** Consignes de travail **
A. Transcrivez fidèlement l'extrait sur la décision du CRTC, depuis « VERS UNE INFORMATION » jusqu'à « information de qualité? » inclus.
B. Relevez toutes les phrases interrogatives de l'extrait sur la décision du CRTC et recopiez-les, une par ligne.

** Extrait fourni **
+===+
VERS UNE INFORMATION UNIFORME
  
 
  par Gilles Guénette
  
          Récemment, le Conseil de la radiodiffusion et des télécommunications canadiennes (CRTC) allouait une des dernières fréquences radio AM disponibles dans la grande région montréalaise à Métromédia/CKVL pour son projet de chaîne d'information continue. Se faisant, il rejetait une demande de la Société Radio-Canada qui elle aussi avait présenté un projet de radio d'information continue. La poussière à peine retombée sur la décision du CRTC, plusieurs personnalités des médias francophones affirment que l'organisme n'a pris en considération ni « l'intérêt public », ni le fait que CKVL n'offre pas une information « de qualité » en faisant ce choix. Mais à quoi mesure-t-on l'intérêt public? Et comment reconnaître une information de qualité?  
 
L'intérêt des uns... et celui des autres   
 
          « À trop vouloir suivre les modes (ou les caprices des gouvernements en place), le CRTC en est-il venu à oublier la notion d'intérêt public qui est pourtant au coeur de sa loi constitutive? » C'est de cette façon que le président de la Fédération professionnelle des journalistes du Québec, Michel C. Auger, débutait une lettre ouverte récemment publiée dans les pages de La Presse(1). Réagissant à la décision de l'organisme, il poursuit en disant que « l'intérêt public doit (...) être au coeur des préoccupations du CRTC dans son rôle de gardien des grands principes qui doivent guider le système canadien de radiodiffusion. »
+===+
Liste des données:
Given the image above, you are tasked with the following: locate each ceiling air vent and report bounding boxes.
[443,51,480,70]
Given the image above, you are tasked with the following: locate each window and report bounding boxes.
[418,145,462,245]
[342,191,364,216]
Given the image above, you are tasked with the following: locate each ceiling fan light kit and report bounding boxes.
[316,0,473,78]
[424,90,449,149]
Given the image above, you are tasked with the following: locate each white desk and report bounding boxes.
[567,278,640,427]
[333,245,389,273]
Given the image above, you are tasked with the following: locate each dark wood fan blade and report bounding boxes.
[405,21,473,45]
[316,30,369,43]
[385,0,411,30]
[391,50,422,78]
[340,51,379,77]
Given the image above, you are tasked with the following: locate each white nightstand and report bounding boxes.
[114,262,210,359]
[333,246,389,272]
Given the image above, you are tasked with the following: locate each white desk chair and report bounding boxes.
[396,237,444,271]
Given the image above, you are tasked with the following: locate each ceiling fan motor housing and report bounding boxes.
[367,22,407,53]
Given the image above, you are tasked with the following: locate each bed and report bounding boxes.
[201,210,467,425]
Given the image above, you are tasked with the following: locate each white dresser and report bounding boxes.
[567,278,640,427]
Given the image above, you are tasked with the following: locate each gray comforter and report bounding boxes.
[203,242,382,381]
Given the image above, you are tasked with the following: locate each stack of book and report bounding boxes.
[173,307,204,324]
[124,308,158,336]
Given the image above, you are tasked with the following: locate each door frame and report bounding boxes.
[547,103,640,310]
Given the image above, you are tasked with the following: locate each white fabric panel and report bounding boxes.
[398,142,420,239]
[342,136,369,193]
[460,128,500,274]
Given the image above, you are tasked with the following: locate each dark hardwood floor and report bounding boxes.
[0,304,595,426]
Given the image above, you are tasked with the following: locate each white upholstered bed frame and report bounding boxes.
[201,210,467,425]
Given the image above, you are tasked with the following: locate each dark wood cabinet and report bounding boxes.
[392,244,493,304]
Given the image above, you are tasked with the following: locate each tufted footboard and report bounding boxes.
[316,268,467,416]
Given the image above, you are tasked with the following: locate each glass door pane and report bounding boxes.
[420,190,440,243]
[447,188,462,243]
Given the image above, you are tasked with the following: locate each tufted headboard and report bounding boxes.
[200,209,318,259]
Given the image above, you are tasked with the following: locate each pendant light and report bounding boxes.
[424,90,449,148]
+===+
** Réponses attendues **
A.
VERS UNE INFORMATION UNIFORME
  
 
  par Gilles Guénette
  
          Récemment, le Conseil de la radiodiffusion et des télécommunications canadiennes (CRTC) allouait une des dernières fréquences radio AM disponibles dans la grande région montréalaise à Métromédia/CKVL pour son projet de chaîne d'information continue. Se faisant, il rejetait une demande de la Société Radio-Canada qui elle aussi avait présenté un projet de radio d'information continue. La poussière à peine retombée sur la décision du CRTC, plusieurs personnalités des médias francophones affirment que l'organisme n'a pris en considération ni « l'intérêt public », ni le fait que CKVL n'offre pas une information « de qualité » en faisant ce choix. Mais à quoi mesure-t-on l'intérêt public? Et comment reconnaître une information de qualité?

B.
Mais à quoi mesure-t-on l'intérêt public?
Et comment reconnaître une information de qualité?
À trop vouloir suivre les modes (ou les caprices des gouvernements en place), le CRTC en est-il venu à oublier la notion d'intérêt public qui est pourtant au coeur de sa loi constitutive?